- Saved entries
________________

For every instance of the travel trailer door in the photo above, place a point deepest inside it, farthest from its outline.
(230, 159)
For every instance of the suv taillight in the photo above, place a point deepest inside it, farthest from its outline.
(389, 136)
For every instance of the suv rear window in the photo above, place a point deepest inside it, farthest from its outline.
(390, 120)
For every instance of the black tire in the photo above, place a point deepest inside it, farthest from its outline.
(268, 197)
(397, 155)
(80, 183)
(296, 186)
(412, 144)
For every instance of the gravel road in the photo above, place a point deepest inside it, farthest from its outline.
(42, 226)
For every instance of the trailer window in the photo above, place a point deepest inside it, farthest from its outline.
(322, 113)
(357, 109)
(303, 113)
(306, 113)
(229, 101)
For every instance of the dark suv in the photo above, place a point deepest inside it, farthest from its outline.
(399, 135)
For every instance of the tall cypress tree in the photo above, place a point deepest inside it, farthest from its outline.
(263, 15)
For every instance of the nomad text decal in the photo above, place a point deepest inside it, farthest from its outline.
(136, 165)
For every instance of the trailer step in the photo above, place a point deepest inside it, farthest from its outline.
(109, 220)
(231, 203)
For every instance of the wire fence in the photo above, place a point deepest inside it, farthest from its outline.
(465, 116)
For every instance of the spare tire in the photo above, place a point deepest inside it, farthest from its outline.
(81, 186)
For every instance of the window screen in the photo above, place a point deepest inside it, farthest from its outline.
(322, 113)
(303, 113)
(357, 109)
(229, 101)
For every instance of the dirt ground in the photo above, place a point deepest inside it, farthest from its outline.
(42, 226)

________________

- ACTIVITY
Nothing but the lines from the one with "For every instance of the window" to the last line of the data should appear in the answer, each exactly as it stands.

- SOLUTION TO THE EXERCISE
For every instance of the window screen in the photo above, place a point deepest inside it, farthest from its outline.
(322, 113)
(303, 113)
(357, 109)
(229, 101)
For every instance of the dirt ground in the photo above, place a point deepest inside it, farthest from its outline.
(42, 226)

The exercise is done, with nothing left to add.